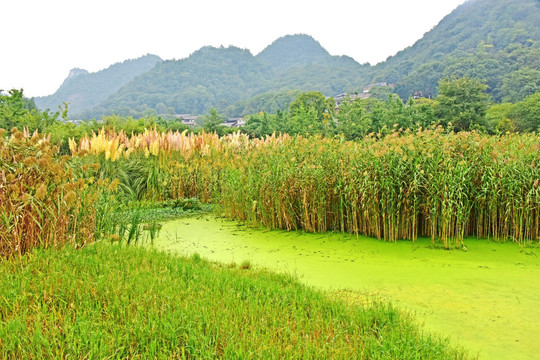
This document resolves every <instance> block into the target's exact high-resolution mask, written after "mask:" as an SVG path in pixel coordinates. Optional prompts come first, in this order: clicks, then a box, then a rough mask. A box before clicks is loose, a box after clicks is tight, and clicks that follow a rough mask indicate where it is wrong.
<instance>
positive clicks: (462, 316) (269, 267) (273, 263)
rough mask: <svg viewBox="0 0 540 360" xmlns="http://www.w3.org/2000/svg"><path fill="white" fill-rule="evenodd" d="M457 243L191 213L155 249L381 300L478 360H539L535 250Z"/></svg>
mask: <svg viewBox="0 0 540 360" xmlns="http://www.w3.org/2000/svg"><path fill="white" fill-rule="evenodd" d="M465 243H466V246H467V250H468V251H462V250H452V251H447V250H443V249H440V248H436V247H433V246H432V245H431V240H430V239H420V240H418V241H417V242H415V243H412V242H410V241H401V242H397V243H386V242H383V241H377V240H376V239H372V238H367V237H359V238H357V237H356V236H351V235H348V234H340V233H326V234H306V233H302V232H285V231H275V230H273V231H268V230H264V229H257V228H249V227H246V226H244V225H241V224H239V223H237V222H234V221H229V220H225V219H220V218H215V217H213V216H200V217H192V218H184V219H180V220H174V221H170V222H165V223H163V227H162V229H161V231H160V234H159V238H158V239H156V240H155V241H154V246H155V247H157V248H159V249H162V250H166V251H173V252H179V253H183V254H188V255H190V254H193V253H198V254H200V255H201V256H202V257H204V258H207V259H210V260H214V261H219V262H223V263H231V262H236V263H238V264H240V263H242V262H243V261H245V260H249V261H250V263H251V264H252V265H254V266H256V267H266V268H268V269H271V270H274V271H280V272H287V273H291V274H295V275H296V276H297V277H298V279H299V280H300V281H301V282H303V283H305V284H308V285H311V286H314V287H317V288H321V289H324V290H341V289H345V290H347V291H349V290H352V291H354V292H352V293H351V294H355V292H359V293H361V294H363V295H364V294H365V295H376V296H380V297H382V298H384V299H389V300H390V301H391V302H392V303H393V304H394V305H397V306H398V307H400V308H402V309H405V310H408V311H412V312H413V313H414V314H415V315H416V318H417V319H418V320H419V321H420V322H423V323H424V324H425V327H426V329H427V330H428V331H434V332H437V333H440V334H442V335H444V336H448V337H450V338H451V339H452V341H453V342H455V343H459V344H461V345H463V346H465V347H466V348H468V349H469V350H470V351H471V352H472V353H473V354H477V353H478V354H479V356H480V358H481V359H538V358H540V339H539V336H540V324H539V321H540V257H539V256H540V248H539V247H535V248H520V247H519V246H518V245H516V244H512V243H505V244H498V243H494V242H492V241H488V240H477V239H469V240H467V241H466V242H465Z"/></svg>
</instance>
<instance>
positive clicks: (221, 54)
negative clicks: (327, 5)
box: [88, 35, 364, 117]
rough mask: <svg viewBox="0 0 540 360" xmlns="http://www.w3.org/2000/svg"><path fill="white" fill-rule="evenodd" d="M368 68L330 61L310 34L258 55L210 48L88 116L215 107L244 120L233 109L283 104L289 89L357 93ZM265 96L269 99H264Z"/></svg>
mask: <svg viewBox="0 0 540 360" xmlns="http://www.w3.org/2000/svg"><path fill="white" fill-rule="evenodd" d="M363 69H364V67H363V66H361V65H360V64H358V63H356V62H355V61H354V60H352V59H351V58H349V57H337V56H331V55H330V54H329V53H328V52H327V51H326V50H325V49H324V48H323V47H322V46H321V45H320V44H319V43H318V42H317V41H315V40H314V39H313V38H312V37H311V36H308V35H288V36H285V37H283V38H280V39H278V40H276V41H275V42H274V43H273V44H272V45H270V46H268V47H267V48H266V49H265V50H263V51H262V52H261V53H260V54H259V55H257V56H253V55H252V54H251V53H250V52H249V51H248V50H243V49H239V48H236V47H232V46H231V47H228V48H223V47H221V48H215V47H210V46H207V47H203V48H202V49H200V50H198V51H196V52H194V53H193V54H192V55H190V56H189V57H188V58H186V59H181V60H170V61H164V62H162V63H160V64H158V65H157V66H156V67H155V68H153V69H152V70H150V71H148V72H146V73H145V74H143V75H141V76H139V77H137V78H136V79H134V80H132V81H131V82H129V83H128V84H126V85H125V86H124V87H123V88H122V89H120V90H119V91H118V92H116V93H115V94H113V95H112V96H110V97H109V98H108V99H107V100H106V101H104V102H103V103H101V104H100V105H99V106H97V107H95V108H94V109H93V110H92V112H90V113H88V115H89V116H94V117H95V116H100V115H102V114H112V113H115V114H126V115H140V114H144V113H146V114H150V113H157V114H163V113H164V112H165V113H190V114H202V113H205V112H207V111H208V109H209V108H210V107H212V106H213V107H216V108H218V109H219V110H225V109H226V108H228V109H229V110H230V111H232V112H230V115H243V113H244V111H243V110H242V107H240V108H239V107H231V105H234V104H235V103H236V102H238V101H241V102H244V103H246V101H247V100H249V99H251V98H252V97H254V96H259V99H262V98H264V99H267V98H272V97H273V96H274V94H275V96H277V97H279V98H280V100H279V101H278V102H279V103H283V99H284V96H283V94H284V93H287V91H289V90H303V91H322V92H323V93H325V94H327V95H329V96H332V95H334V94H336V93H338V92H342V91H345V90H350V91H352V90H355V89H358V87H359V86H361V85H362V83H363V79H362V71H363ZM263 94H265V95H266V96H263V97H261V95H263ZM286 98H287V97H285V99H286ZM271 101H274V99H273V100H271ZM246 106H247V107H248V108H250V107H249V106H248V105H247V103H246ZM270 108H273V107H270ZM232 109H236V110H232Z"/></svg>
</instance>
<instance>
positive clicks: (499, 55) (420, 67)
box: [36, 0, 540, 118]
mask: <svg viewBox="0 0 540 360" xmlns="http://www.w3.org/2000/svg"><path fill="white" fill-rule="evenodd" d="M538 24H540V1H538V0H469V1H467V2H465V3H464V4H463V5H461V6H459V7H458V8H456V9H455V10H454V11H453V12H452V13H451V14H449V15H448V16H446V17H445V18H444V19H443V20H441V22H440V23H439V24H438V25H437V26H435V27H434V28H433V29H432V30H431V31H429V32H427V33H426V34H425V35H424V36H423V37H422V39H420V40H418V41H417V42H416V43H415V44H414V45H412V46H410V47H408V48H406V49H404V50H402V51H400V52H398V53H397V54H395V55H394V56H391V57H389V58H388V59H387V61H385V62H383V63H380V64H377V65H375V66H369V65H361V64H359V63H357V62H356V61H355V60H354V59H352V58H350V57H348V56H332V55H330V54H329V53H328V51H326V50H325V49H324V47H323V46H321V44H319V43H318V42H317V41H316V40H315V39H313V38H312V37H311V36H309V35H305V34H297V35H287V36H284V37H282V38H279V39H277V40H276V41H274V42H273V43H272V44H271V45H269V46H268V47H267V48H265V49H264V50H263V51H262V52H261V53H260V54H258V55H256V56H254V55H253V54H251V53H250V52H249V51H248V50H244V49H240V48H236V47H228V48H223V47H221V48H215V47H203V48H201V49H200V50H198V51H196V52H194V53H193V54H192V55H190V56H189V57H187V58H185V59H181V60H169V61H165V62H161V63H159V64H158V65H157V66H155V67H154V66H153V65H155V64H156V63H157V62H158V61H159V58H157V57H153V56H151V57H150V58H148V59H146V62H145V64H146V65H147V66H146V69H145V70H144V69H143V68H142V67H141V68H138V71H140V72H139V73H137V75H139V74H141V76H134V75H133V73H134V72H123V73H122V74H123V75H125V76H119V77H118V79H116V78H115V79H116V80H115V81H114V83H112V82H110V77H111V76H109V75H108V74H109V73H112V72H113V69H116V67H121V66H122V68H124V67H126V66H127V64H126V63H128V62H126V63H123V64H117V65H113V66H111V68H109V69H107V70H104V71H102V72H99V73H95V74H88V73H86V72H84V71H80V70H77V71H74V72H73V73H72V74H70V75H72V76H70V77H69V78H68V79H66V81H65V82H64V84H63V85H62V86H61V87H60V89H59V90H58V91H57V93H56V94H55V95H52V96H50V97H46V98H38V99H36V104H37V105H38V106H39V107H40V108H46V107H49V108H51V109H56V107H57V106H58V104H60V103H61V102H63V101H69V102H70V109H71V110H70V111H71V116H72V117H73V116H74V115H77V114H81V115H82V116H83V117H85V118H91V117H96V118H99V117H100V116H102V115H107V114H113V113H114V114H118V115H132V116H141V115H152V114H154V115H156V114H182V113H184V114H185V113H190V114H194V115H197V114H204V113H206V112H207V111H208V109H209V108H210V107H215V108H217V109H218V110H219V111H220V112H223V113H225V114H226V115H228V116H244V115H247V114H251V113H253V112H259V111H276V109H285V108H286V107H287V106H288V104H289V103H290V102H291V101H292V100H294V96H293V94H296V93H297V92H298V91H320V92H322V93H323V94H324V95H326V96H335V95H337V94H340V93H344V92H354V91H362V90H363V88H364V87H365V86H367V85H368V84H372V83H378V82H386V83H388V84H394V85H395V87H394V91H395V92H396V93H397V94H398V95H399V96H400V97H401V98H402V99H404V100H405V99H407V98H408V97H409V96H411V95H418V96H424V97H434V96H436V95H437V87H438V81H439V80H440V79H443V78H446V77H452V76H456V77H463V76H468V77H472V78H477V79H480V80H481V81H482V82H484V83H486V84H487V85H488V86H489V87H488V92H489V93H490V95H491V98H492V99H493V100H494V101H497V102H501V101H506V102H518V101H521V100H523V99H524V98H525V97H526V96H527V95H530V94H533V93H536V92H538V91H540V26H538ZM398 30H399V29H396V31H398ZM351 46H354V41H351ZM141 59H144V58H141ZM141 59H138V60H136V61H142V60H141ZM143 72H144V73H143Z"/></svg>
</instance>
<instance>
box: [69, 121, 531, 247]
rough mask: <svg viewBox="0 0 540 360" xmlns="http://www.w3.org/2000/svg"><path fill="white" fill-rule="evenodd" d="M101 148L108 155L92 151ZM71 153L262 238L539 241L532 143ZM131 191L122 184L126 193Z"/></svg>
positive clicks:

◆ ◆ ◆ ◆

▸ **The problem**: Find, please, how many lines in the data include the word "positive", and put down that number only.

▸ **Response box**: 4